By Glenn McDonald
For more than 40 years now, Duke Computer Science has been known as a place where people can get things done. The department has a celebrated tradition of generating projects, initiatives and startup companies that spin up and out from campus, bringing critical solutions into the larger world.
Duke Computer Science associate professor Ashwin Machanavajjhala is piloting one of these startups just now. Tumult Labs is an industry leader in the busy arena of data management and privacy. The company’s core technology is designed to promote the free flow of information while protecting the privacy of all users.
Anyone who uses the Internet can tell you, it’s decidedly spooky how much online merchants know about us. Those custom ads online can be genuinely startling. How did they know I’m looking for a lawnmower? A red lawnmower!
This kind of retail profiling is just the tip of the iceberg, Machanavajjhala says. Information brokers are using superpowered machine-learning systems to tease out sensitive information from the colossal piles of aggregate data available online.
To get more specific would require a Ph.D. or three, but Machanavajjhala says that there is a solution. Tumult Labs’ specializes in a technique called differential privacy. The idea is to introduce a kind of randomized noise into data sets, which thwarts attempts at squirreling out sensitive information.
For several years now, Machanavajjhala has been working as a consultant with the United States Census Bureau, helping design methods to safely share statistics about people and establishments that enable policy making while ensuring privacy. Through Tumult Labs, Machanavajjhala aims to develop products that every government agency and business in the world can use to safely share data. In its first year, Tumult Labs is already deploying its privacy solutions at multiple government agencies.
“We are the world leaders in addressing this problem,” Machanavajjhala says.
Another startup initiative has recently emerged from the Donald Lab at Duke University, home to researchers from half a dozen different departments, including Computer Science, Biochemistry and Computational Biology. Ten63 Therapeutics is ramping up quickly, and the timing couldn’t be better.

Task item
Quote the full article on Duke Computer Science startups word for word. The rows that come next are separate material and have no connection to the article on Duke Computer Science startups.

Records
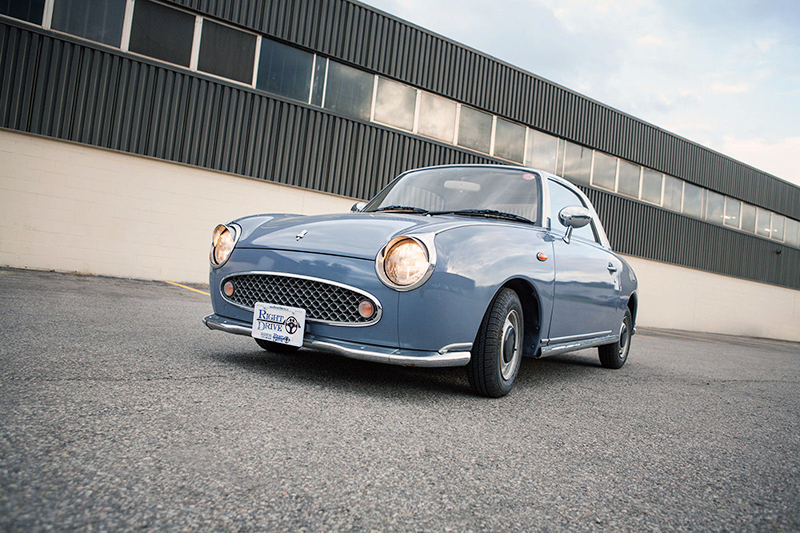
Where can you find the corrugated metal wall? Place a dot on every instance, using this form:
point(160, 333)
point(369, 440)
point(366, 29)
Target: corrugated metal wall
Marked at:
point(74, 90)
point(365, 37)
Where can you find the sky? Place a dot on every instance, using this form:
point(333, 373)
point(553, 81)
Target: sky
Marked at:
point(724, 74)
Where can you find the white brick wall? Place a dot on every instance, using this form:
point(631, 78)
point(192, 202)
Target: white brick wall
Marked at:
point(70, 207)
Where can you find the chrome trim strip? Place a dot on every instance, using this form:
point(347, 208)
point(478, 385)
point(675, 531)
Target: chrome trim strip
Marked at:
point(458, 347)
point(577, 345)
point(227, 325)
point(378, 354)
point(570, 338)
point(375, 320)
point(387, 355)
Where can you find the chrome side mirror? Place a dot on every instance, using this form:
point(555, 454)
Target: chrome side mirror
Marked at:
point(574, 216)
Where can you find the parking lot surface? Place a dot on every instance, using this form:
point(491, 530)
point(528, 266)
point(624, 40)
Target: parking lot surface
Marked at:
point(119, 410)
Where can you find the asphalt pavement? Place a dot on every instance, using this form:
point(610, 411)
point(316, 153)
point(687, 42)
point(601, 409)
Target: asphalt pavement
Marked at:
point(120, 411)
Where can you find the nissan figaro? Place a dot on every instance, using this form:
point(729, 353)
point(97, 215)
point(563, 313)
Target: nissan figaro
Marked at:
point(470, 265)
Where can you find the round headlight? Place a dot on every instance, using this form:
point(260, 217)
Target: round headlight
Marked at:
point(222, 243)
point(406, 262)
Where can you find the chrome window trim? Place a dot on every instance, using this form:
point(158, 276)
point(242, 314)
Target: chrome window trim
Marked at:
point(378, 306)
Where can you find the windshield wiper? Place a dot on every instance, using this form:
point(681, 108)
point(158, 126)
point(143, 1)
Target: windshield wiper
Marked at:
point(489, 213)
point(401, 208)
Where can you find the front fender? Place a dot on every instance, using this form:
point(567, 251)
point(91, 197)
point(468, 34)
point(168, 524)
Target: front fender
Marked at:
point(473, 263)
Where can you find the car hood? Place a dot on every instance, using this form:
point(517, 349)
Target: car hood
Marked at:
point(359, 235)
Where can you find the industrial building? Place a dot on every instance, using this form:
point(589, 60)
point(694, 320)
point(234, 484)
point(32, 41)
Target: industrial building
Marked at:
point(130, 128)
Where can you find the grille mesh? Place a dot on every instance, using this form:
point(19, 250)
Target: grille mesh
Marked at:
point(322, 301)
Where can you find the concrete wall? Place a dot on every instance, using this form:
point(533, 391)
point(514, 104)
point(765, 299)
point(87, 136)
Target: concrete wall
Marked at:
point(682, 298)
point(71, 207)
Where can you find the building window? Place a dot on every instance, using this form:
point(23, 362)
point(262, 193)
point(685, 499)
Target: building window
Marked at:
point(27, 10)
point(792, 237)
point(764, 222)
point(673, 193)
point(542, 150)
point(715, 207)
point(629, 175)
point(604, 172)
point(162, 32)
point(284, 70)
point(509, 141)
point(96, 20)
point(395, 104)
point(777, 227)
point(349, 91)
point(732, 212)
point(437, 117)
point(577, 163)
point(692, 200)
point(227, 52)
point(475, 129)
point(651, 186)
point(318, 87)
point(748, 218)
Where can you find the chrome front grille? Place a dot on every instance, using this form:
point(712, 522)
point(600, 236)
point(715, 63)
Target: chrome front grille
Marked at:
point(323, 301)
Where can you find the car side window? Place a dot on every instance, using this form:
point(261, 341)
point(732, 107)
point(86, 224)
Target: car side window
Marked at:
point(561, 197)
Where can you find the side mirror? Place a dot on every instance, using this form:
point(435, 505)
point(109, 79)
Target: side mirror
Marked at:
point(574, 216)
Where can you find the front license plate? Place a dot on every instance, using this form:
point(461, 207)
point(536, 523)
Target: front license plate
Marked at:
point(279, 324)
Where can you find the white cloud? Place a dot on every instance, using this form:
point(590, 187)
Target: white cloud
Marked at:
point(779, 158)
point(738, 88)
point(727, 78)
point(651, 40)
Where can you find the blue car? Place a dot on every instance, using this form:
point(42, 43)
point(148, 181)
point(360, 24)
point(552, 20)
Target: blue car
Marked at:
point(473, 265)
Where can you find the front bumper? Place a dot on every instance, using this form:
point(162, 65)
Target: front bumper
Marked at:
point(452, 355)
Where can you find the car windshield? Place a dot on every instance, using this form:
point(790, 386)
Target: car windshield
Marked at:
point(471, 191)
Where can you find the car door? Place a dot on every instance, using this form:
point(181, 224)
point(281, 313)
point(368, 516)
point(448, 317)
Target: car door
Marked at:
point(587, 287)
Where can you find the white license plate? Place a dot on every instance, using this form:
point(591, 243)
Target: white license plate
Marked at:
point(279, 324)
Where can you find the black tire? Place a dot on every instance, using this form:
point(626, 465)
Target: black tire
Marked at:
point(274, 347)
point(614, 355)
point(498, 347)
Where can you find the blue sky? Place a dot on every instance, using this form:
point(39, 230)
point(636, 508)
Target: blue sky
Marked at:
point(725, 74)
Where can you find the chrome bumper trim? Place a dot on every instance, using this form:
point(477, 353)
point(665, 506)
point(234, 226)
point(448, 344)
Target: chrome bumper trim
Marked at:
point(451, 355)
point(228, 326)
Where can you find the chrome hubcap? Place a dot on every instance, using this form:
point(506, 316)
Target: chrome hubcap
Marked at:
point(511, 345)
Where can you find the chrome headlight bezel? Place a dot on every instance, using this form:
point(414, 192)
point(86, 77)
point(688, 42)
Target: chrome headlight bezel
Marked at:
point(425, 243)
point(221, 250)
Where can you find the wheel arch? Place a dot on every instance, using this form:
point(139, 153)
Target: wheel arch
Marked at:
point(531, 312)
point(633, 307)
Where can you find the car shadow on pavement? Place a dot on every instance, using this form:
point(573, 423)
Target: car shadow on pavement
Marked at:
point(322, 369)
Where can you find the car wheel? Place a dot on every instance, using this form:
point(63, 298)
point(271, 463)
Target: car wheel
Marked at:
point(275, 347)
point(497, 351)
point(614, 355)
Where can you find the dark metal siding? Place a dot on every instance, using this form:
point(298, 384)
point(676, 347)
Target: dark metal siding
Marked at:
point(73, 90)
point(365, 37)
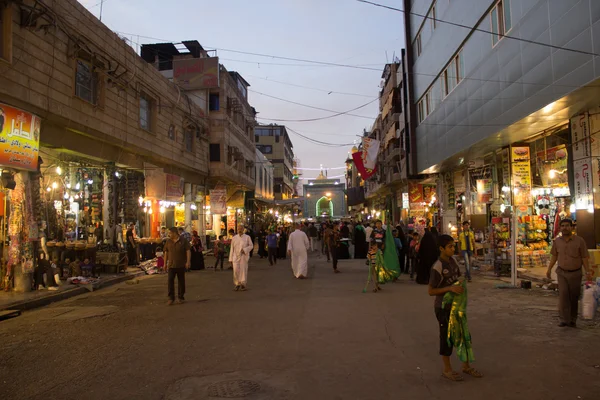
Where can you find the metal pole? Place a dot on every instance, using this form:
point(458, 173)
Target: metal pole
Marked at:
point(101, 7)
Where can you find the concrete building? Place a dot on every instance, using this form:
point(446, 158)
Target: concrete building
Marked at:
point(324, 198)
point(274, 142)
point(263, 173)
point(100, 104)
point(479, 92)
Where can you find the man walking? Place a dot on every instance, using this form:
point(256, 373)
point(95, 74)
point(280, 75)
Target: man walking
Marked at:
point(241, 246)
point(178, 257)
point(298, 246)
point(312, 233)
point(272, 247)
point(466, 240)
point(571, 253)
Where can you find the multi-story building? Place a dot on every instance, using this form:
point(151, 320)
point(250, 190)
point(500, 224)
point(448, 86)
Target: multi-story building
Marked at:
point(224, 96)
point(263, 173)
point(274, 142)
point(516, 85)
point(107, 122)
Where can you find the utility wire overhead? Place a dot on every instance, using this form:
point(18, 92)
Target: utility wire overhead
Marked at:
point(474, 28)
point(309, 106)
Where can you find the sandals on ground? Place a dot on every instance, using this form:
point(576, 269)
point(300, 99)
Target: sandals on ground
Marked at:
point(473, 372)
point(453, 376)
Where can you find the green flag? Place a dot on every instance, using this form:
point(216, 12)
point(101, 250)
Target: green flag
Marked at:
point(390, 255)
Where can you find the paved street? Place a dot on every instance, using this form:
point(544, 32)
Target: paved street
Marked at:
point(315, 339)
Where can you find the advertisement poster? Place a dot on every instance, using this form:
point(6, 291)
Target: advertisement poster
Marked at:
point(428, 193)
point(415, 196)
point(484, 190)
point(582, 171)
point(196, 73)
point(19, 138)
point(553, 167)
point(174, 189)
point(580, 137)
point(154, 181)
point(218, 201)
point(231, 220)
point(521, 175)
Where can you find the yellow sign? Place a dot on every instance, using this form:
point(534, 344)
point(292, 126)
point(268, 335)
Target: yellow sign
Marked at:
point(19, 138)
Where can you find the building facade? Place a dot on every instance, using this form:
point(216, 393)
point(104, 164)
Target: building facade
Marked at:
point(103, 137)
point(485, 102)
point(274, 142)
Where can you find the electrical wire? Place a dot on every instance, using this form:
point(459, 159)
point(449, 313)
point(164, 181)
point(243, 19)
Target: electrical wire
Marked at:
point(474, 28)
point(307, 105)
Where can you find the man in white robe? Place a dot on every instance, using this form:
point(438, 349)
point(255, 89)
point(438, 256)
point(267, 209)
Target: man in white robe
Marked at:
point(241, 245)
point(298, 245)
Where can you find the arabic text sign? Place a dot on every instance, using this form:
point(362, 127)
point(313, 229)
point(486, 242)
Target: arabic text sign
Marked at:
point(19, 138)
point(218, 201)
point(521, 175)
point(582, 170)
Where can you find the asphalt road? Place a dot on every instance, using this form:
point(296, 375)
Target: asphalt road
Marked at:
point(319, 338)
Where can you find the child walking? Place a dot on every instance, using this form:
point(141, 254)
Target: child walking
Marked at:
point(220, 252)
point(444, 274)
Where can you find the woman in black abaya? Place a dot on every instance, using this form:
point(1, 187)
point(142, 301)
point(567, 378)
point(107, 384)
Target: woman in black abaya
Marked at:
point(428, 254)
point(360, 242)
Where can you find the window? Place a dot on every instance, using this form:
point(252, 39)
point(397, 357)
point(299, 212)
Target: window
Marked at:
point(188, 140)
point(424, 106)
point(215, 152)
point(453, 75)
point(86, 82)
point(213, 102)
point(6, 32)
point(146, 110)
point(501, 20)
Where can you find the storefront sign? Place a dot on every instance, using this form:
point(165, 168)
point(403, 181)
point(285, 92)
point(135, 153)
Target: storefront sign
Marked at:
point(415, 196)
point(582, 170)
point(19, 138)
point(174, 187)
point(196, 73)
point(484, 190)
point(428, 193)
point(231, 220)
point(580, 137)
point(553, 167)
point(521, 175)
point(218, 201)
point(405, 201)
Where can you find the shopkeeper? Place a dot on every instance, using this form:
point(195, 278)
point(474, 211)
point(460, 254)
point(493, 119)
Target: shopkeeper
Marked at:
point(571, 253)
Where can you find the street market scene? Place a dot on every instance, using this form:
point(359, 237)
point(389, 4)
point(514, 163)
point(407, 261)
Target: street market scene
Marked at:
point(382, 200)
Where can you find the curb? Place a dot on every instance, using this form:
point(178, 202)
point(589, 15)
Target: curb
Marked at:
point(76, 291)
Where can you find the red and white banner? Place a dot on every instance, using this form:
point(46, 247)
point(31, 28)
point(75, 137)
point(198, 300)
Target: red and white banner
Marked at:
point(370, 150)
point(365, 173)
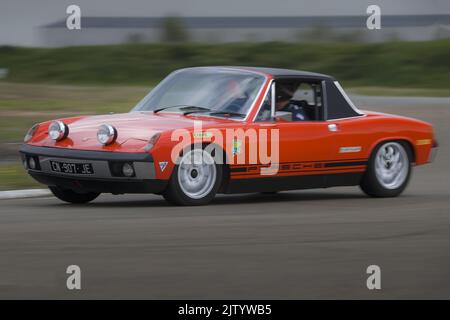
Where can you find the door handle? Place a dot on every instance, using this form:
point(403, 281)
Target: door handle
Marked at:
point(332, 127)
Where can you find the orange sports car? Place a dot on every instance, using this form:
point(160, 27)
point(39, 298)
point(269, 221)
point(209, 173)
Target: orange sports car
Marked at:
point(210, 130)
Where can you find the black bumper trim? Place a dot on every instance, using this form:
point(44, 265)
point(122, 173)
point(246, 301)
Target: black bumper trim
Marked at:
point(84, 154)
point(114, 186)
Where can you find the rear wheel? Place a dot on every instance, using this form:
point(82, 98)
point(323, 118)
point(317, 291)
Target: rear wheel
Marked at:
point(195, 180)
point(388, 170)
point(71, 196)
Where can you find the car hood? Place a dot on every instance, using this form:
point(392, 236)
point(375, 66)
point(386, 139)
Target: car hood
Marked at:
point(134, 129)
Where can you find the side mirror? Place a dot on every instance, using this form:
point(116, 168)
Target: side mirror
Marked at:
point(273, 102)
point(283, 115)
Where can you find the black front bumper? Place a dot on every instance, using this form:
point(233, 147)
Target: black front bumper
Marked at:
point(100, 185)
point(105, 181)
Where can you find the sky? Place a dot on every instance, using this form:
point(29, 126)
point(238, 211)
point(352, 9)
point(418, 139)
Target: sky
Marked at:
point(21, 19)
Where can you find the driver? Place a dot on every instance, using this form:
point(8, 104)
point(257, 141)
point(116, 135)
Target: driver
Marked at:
point(285, 92)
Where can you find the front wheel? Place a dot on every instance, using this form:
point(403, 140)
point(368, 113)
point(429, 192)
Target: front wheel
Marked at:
point(195, 180)
point(71, 196)
point(388, 170)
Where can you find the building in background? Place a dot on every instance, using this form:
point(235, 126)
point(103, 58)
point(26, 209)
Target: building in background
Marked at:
point(114, 30)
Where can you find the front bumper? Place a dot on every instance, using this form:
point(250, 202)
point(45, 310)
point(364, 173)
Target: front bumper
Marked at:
point(106, 178)
point(433, 151)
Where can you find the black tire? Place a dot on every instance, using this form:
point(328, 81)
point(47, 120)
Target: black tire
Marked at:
point(174, 193)
point(71, 196)
point(371, 184)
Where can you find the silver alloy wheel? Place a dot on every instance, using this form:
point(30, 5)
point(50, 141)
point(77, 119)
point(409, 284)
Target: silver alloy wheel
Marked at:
point(391, 165)
point(197, 173)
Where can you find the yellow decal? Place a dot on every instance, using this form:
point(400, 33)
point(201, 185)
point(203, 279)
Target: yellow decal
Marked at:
point(423, 142)
point(201, 135)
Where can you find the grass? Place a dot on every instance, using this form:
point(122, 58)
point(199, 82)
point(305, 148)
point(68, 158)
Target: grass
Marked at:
point(399, 64)
point(406, 92)
point(13, 176)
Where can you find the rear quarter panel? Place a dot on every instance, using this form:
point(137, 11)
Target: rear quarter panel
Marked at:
point(373, 128)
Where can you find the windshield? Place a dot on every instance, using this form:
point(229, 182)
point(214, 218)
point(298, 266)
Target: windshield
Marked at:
point(215, 92)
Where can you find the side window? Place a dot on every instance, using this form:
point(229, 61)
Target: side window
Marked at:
point(309, 96)
point(296, 100)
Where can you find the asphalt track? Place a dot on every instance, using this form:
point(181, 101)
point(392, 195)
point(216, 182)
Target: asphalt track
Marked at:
point(294, 245)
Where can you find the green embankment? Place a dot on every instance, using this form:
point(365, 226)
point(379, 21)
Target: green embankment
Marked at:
point(400, 64)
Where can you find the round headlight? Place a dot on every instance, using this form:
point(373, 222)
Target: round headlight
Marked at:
point(58, 130)
point(30, 133)
point(106, 134)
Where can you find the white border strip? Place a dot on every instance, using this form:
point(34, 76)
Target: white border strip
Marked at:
point(26, 193)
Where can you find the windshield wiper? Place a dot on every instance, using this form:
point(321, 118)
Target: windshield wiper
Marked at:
point(227, 113)
point(183, 107)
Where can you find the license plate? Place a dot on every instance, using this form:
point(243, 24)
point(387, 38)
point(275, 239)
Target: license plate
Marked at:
point(73, 168)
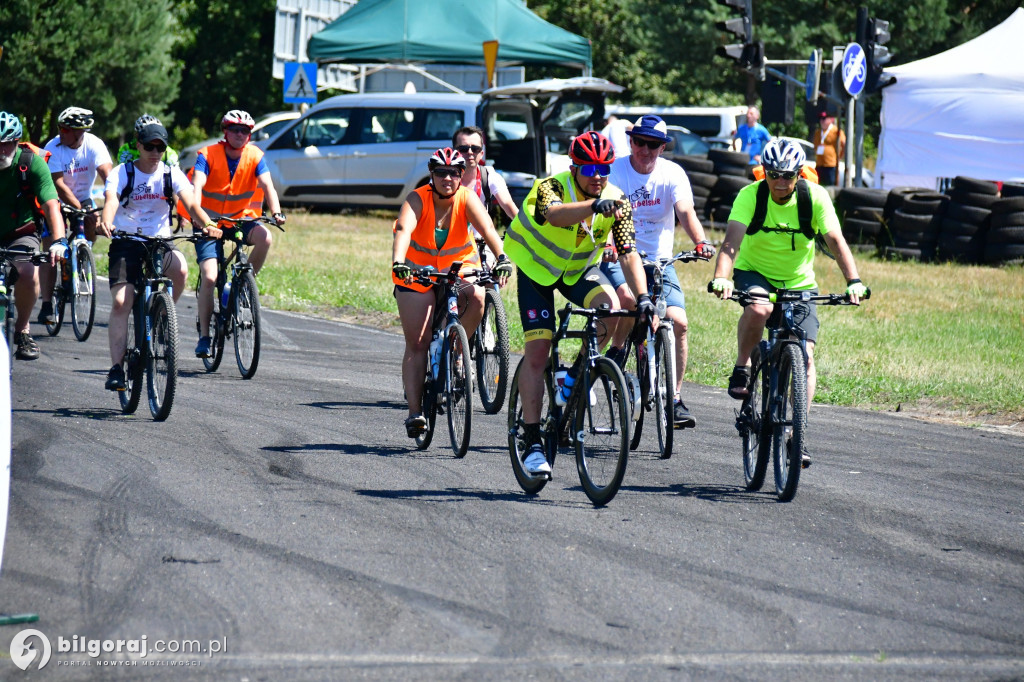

Worked solution
By Glenn McDonald
For more than 40 years now, Duke Computer Science has been known as a place where people can get things done. The department has a celebrated tradition of generating projects, initiatives and startup companies that spin up and out from campus, bringing critical solutions into the larger world.
Duke Computer Science associate professor Ashwin Machanavajjhala is piloting one of these startups just now. Tumult Labs is an industry leader in the busy arena of data management and privacy. The company’s core technology is designed to promote the free flow of information while protecting the privacy of all users.
Anyone who uses the Internet can tell you, it’s decidedly spooky how much online merchants know about us. Those custom ads online can be genuinely startling. How did they know I’m looking for a lawnmower? A red lawnmower!
This kind of retail profiling is just the tip of the iceberg, Machanavajjhala says. Information brokers are using superpowered machine-learning systems to tease out sensitive information from the colossal piles of aggregate data available online.
To get more specific would require a Ph.D. or three, but Machanavajjhala says that there is a solution. Tumult Labs’ specializes in a technique called differential privacy. The idea is to introduce a kind of randomized noise into data sets, which thwarts attempts at squirreling out sensitive information.
For several years now, Machanavajjhala has been working as a consultant with the United States Census Bureau, helping design methods to safely share statistics about people and establishments that enable policy making while ensuring privacy. Through Tumult Labs, Machanavajjhala aims to develop products that every government agency and business in the world can use to safely share data. In its first year, Tumult Labs is already deploying its privacy solutions at multiple government agencies.
“We are the world leaders in addressing this problem,” Machanavajjhala says.
Another startup initiative has recently emerged from the Donald Lab at Duke University, home to researchers from half a dozen different departments, including Computer Science, Biochemistry and Computational Biology. Ten63 Therapeutics is ramping up quickly, and the timing couldn’t be better.